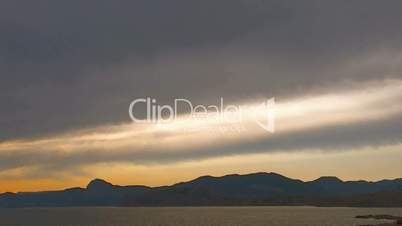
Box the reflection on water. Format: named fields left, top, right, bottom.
left=0, top=207, right=402, bottom=226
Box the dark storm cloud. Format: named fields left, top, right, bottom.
left=0, top=112, right=402, bottom=178
left=0, top=0, right=402, bottom=142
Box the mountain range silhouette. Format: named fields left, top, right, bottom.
left=0, top=173, right=402, bottom=208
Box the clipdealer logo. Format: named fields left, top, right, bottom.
left=128, top=97, right=275, bottom=133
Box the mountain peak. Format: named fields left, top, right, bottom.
left=87, top=179, right=113, bottom=190
left=314, top=176, right=343, bottom=183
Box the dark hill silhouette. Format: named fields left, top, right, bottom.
left=0, top=173, right=402, bottom=207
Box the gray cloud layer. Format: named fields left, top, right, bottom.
left=0, top=0, right=402, bottom=140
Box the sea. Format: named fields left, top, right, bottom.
left=0, top=207, right=402, bottom=226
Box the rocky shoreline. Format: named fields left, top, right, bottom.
left=356, top=215, right=402, bottom=226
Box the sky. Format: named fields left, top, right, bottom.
left=0, top=0, right=402, bottom=192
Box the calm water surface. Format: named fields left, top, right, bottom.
left=0, top=207, right=402, bottom=226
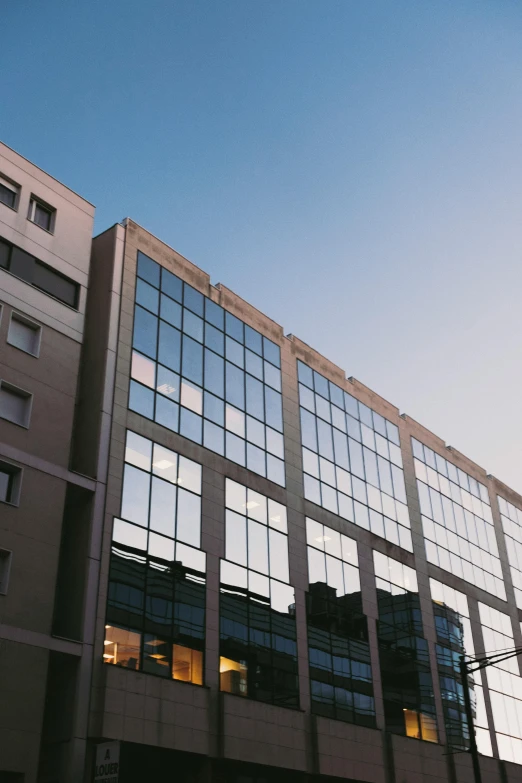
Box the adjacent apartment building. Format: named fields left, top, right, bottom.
left=0, top=141, right=522, bottom=783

━━━━━━━━━━

## AIM OF THE EXERCISE
Format every line of the rows above as a JSON list of strings, one string per line, omitting blank lines. Leave the pictures out of the list.

## EXERCISE RESPONSE
[
  "Box the reflection on water. Format: named fields left, top, right, bottom.",
  "left=0, top=207, right=402, bottom=226",
  "Box the dark storm cloud. Format: named fields left, top, right, bottom.",
  "left=0, top=112, right=402, bottom=178",
  "left=0, top=0, right=402, bottom=142",
  "Box the mountain range silhouette. Format: named fields left, top, right, bottom.",
  "left=0, top=173, right=402, bottom=208",
  "Box the clipdealer logo. Format: named fields left, top, right, bottom.",
  "left=128, top=97, right=275, bottom=133",
  "Box the mountain peak. Format: named fields left, top, right, bottom.",
  "left=87, top=179, right=113, bottom=190",
  "left=314, top=176, right=343, bottom=183",
  "Box the dark hill silhouette. Format: named fields left, top, right, bottom.",
  "left=0, top=173, right=402, bottom=207",
  "Box the gray cloud layer. Format: named fields left, top, right, bottom.",
  "left=0, top=0, right=402, bottom=140",
  "Box the sea. Format: named fields left, top, right, bottom.",
  "left=0, top=207, right=402, bottom=226",
  "Box the rocky shoreline. Format: named fields left, top, right, bottom.",
  "left=356, top=215, right=402, bottom=226",
  "Box the sky. Format: named fields left, top, right, bottom.",
  "left=0, top=0, right=402, bottom=192",
  "Box the calm water surface. Format: named fields left, top, right, bottom.",
  "left=0, top=207, right=402, bottom=226",
  "Box the adjacent apartment building. Format: named fields left, top, right, bottom.",
  "left=0, top=141, right=522, bottom=783"
]